THE TASK.
Each entry below must appear in the answer exactly as written.

........

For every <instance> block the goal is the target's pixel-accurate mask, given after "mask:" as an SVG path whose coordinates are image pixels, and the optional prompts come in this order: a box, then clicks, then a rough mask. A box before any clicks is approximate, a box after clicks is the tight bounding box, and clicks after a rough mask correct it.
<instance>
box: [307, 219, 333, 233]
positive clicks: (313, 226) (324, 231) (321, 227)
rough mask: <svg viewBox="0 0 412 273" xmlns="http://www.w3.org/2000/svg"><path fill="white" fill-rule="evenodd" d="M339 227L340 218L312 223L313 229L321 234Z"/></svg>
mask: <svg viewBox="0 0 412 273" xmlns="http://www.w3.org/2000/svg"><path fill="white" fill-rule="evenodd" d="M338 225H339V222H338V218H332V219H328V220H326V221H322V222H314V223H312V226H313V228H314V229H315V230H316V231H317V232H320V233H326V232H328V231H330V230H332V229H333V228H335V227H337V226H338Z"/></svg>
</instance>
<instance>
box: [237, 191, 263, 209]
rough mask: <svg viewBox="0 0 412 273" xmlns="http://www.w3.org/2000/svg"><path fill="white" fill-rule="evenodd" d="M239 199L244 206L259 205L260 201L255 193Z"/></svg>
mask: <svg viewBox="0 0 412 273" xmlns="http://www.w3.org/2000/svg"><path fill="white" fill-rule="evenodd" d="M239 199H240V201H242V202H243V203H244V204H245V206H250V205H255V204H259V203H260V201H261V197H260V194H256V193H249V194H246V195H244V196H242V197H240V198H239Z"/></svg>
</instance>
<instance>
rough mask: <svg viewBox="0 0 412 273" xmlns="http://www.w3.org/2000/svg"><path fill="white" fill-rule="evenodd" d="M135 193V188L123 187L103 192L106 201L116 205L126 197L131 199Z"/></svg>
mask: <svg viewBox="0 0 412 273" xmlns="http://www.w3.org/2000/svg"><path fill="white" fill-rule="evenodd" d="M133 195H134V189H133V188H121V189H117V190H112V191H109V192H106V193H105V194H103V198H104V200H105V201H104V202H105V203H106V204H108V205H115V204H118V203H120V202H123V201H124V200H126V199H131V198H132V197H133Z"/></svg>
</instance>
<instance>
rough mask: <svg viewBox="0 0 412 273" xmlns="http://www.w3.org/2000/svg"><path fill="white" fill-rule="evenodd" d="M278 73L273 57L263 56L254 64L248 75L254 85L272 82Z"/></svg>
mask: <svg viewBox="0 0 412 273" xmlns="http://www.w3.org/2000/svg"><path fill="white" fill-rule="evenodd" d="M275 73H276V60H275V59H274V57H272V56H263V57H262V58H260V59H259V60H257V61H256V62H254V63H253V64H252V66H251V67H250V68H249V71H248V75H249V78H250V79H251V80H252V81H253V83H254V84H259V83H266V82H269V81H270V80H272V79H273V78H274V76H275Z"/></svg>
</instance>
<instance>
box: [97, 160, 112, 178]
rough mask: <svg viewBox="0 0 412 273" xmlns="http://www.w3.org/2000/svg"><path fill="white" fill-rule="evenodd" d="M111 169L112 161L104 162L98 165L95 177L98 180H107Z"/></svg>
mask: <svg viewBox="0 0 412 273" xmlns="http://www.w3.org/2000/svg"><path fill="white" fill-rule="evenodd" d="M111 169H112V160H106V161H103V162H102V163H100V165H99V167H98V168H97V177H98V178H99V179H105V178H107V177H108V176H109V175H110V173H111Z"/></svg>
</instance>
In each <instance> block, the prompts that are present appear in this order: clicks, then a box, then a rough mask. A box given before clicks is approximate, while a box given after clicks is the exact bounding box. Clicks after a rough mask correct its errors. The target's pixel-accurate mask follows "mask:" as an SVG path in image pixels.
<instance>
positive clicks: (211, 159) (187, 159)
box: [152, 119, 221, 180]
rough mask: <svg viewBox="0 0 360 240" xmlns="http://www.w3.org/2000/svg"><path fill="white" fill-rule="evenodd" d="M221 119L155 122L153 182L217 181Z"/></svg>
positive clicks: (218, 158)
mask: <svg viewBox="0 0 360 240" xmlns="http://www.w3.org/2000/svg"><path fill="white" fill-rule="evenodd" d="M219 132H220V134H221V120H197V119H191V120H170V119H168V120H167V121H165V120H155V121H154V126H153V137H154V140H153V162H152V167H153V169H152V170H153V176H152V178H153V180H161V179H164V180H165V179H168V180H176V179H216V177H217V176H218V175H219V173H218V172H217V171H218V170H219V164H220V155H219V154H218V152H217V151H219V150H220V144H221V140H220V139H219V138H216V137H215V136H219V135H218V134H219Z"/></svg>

........

ANSWER.
For every <instance> block the goal is the target's pixel-accurate mask, given after "mask:" as an SVG path whose coordinates are image pixels, and the optional prompts come in this order: a box, then clicks, then a rough mask. A box before any clicks is approximate, a box after clicks is the tight bounding box, and clicks after a rough mask correct it.
<instance>
box: [307, 219, 333, 233]
positive clicks: (313, 226) (324, 231) (321, 227)
rough mask: <svg viewBox="0 0 412 273" xmlns="http://www.w3.org/2000/svg"><path fill="white" fill-rule="evenodd" d="M339 227L340 218L312 223L313 229L321 234Z"/></svg>
mask: <svg viewBox="0 0 412 273" xmlns="http://www.w3.org/2000/svg"><path fill="white" fill-rule="evenodd" d="M338 225H339V222H338V218H332V219H328V220H326V221H322V222H314V223H312V226H313V228H314V229H315V230H316V231H317V232H320V233H326V232H328V231H330V230H332V229H333V228H335V227H337V226H338Z"/></svg>
</instance>
<instance>
box: [237, 191, 263, 209]
rough mask: <svg viewBox="0 0 412 273" xmlns="http://www.w3.org/2000/svg"><path fill="white" fill-rule="evenodd" d="M239 199L244 206L259 205L260 201L255 193Z"/></svg>
mask: <svg viewBox="0 0 412 273" xmlns="http://www.w3.org/2000/svg"><path fill="white" fill-rule="evenodd" d="M239 199H240V201H242V202H243V203H244V204H245V206H250V205H255V204H259V203H260V201H261V197H260V194H256V193H249V194H246V195H244V196H242V197H240V198H239Z"/></svg>
</instance>
<instance>
rough mask: <svg viewBox="0 0 412 273" xmlns="http://www.w3.org/2000/svg"><path fill="white" fill-rule="evenodd" d="M135 193V188L123 187L103 192L106 201L116 205L126 197L131 199Z"/></svg>
mask: <svg viewBox="0 0 412 273" xmlns="http://www.w3.org/2000/svg"><path fill="white" fill-rule="evenodd" d="M133 195H134V189H133V188H121V189H117V190H112V191H109V192H106V193H105V194H103V198H104V200H105V201H104V202H105V203H106V204H108V205H115V204H118V203H120V202H123V201H124V200H126V199H131V198H132V197H133Z"/></svg>
</instance>
<instance>
rough mask: <svg viewBox="0 0 412 273" xmlns="http://www.w3.org/2000/svg"><path fill="white" fill-rule="evenodd" d="M278 73L273 57L263 56L254 64L248 75L254 85L272 82Z"/></svg>
mask: <svg viewBox="0 0 412 273" xmlns="http://www.w3.org/2000/svg"><path fill="white" fill-rule="evenodd" d="M275 73H276V60H275V59H274V57H272V56H263V57H262V58H260V59H259V60H257V61H256V62H254V63H253V64H252V66H251V67H250V68H249V71H248V75H249V78H250V79H251V80H252V81H253V83H254V84H259V83H266V82H269V81H270V80H272V79H273V78H274V76H275Z"/></svg>
</instance>
<instance>
box: [97, 160, 112, 178]
rough mask: <svg viewBox="0 0 412 273" xmlns="http://www.w3.org/2000/svg"><path fill="white" fill-rule="evenodd" d="M111 169L112 161L104 162L98 165L95 177L98 180H107Z"/></svg>
mask: <svg viewBox="0 0 412 273" xmlns="http://www.w3.org/2000/svg"><path fill="white" fill-rule="evenodd" d="M111 169H112V160H106V161H103V162H102V163H100V165H99V167H98V168H97V177H98V178H99V179H105V178H107V177H108V176H109V175H110V173H111Z"/></svg>
</instance>
In each <instance> block, the prompts that are present appear in this order: clicks, then a box, then a rough mask. A box given before clicks is approximate, while a box given after clicks is the exact bounding box. Clicks after a rough mask correct its errors. The target's pixel-accurate mask follows "mask:" as an SVG path in image pixels.
<instance>
positive clicks: (211, 159) (187, 159)
box: [152, 119, 221, 180]
rough mask: <svg viewBox="0 0 360 240" xmlns="http://www.w3.org/2000/svg"><path fill="white" fill-rule="evenodd" d="M221 119L155 122L153 182L217 181Z"/></svg>
positive clicks: (218, 158)
mask: <svg viewBox="0 0 360 240" xmlns="http://www.w3.org/2000/svg"><path fill="white" fill-rule="evenodd" d="M219 132H220V134H221V120H197V119H191V120H170V119H168V120H167V121H165V120H155V121H154V126H153V137H154V140H153V162H152V167H153V169H152V170H153V176H152V178H153V180H161V179H164V180H165V179H168V180H176V179H216V177H217V176H218V175H219V173H218V172H217V171H218V170H219V164H220V155H219V154H218V152H217V151H219V150H220V144H221V140H220V139H219V138H216V137H215V136H219V135H218V134H219Z"/></svg>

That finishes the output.